> Objective
Format every line of the listing below as a numbered list, skipping blank lines and omitting the pictures.
— start Supplied records —
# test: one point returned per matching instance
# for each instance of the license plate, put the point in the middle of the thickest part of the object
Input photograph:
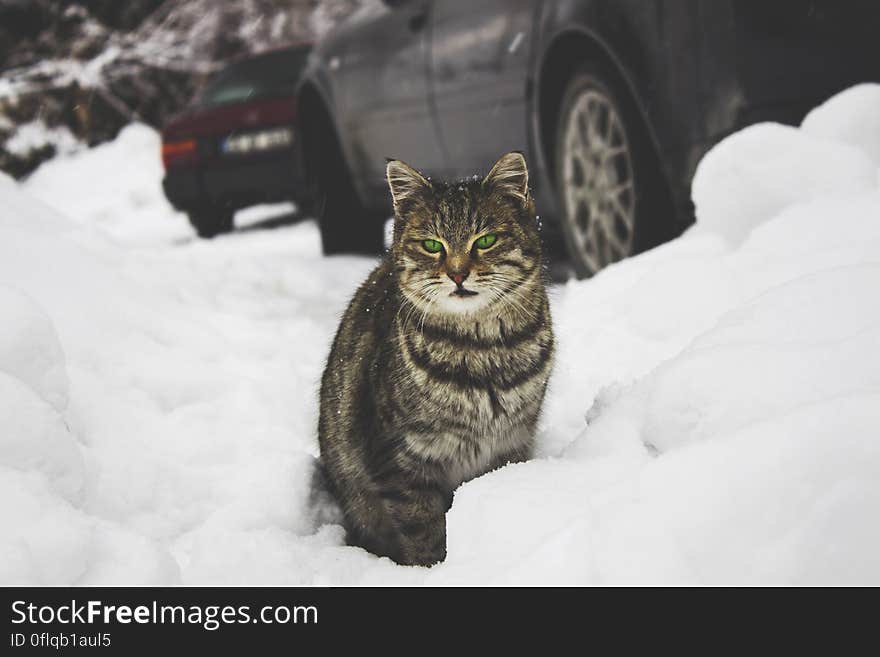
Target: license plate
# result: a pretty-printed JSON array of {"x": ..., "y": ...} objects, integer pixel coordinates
[{"x": 250, "y": 142}]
— end Supplied records —
> Solution to this task
1. # test: one point returned per matching instance
2. # for each instance of the license plate, put the point in the middle of the thickest part of the object
3. Input photograph:
4. Target: license plate
5. # result: a pretty-printed JSON array of {"x": ..., "y": ...} objects, integer pixel coordinates
6. [{"x": 250, "y": 142}]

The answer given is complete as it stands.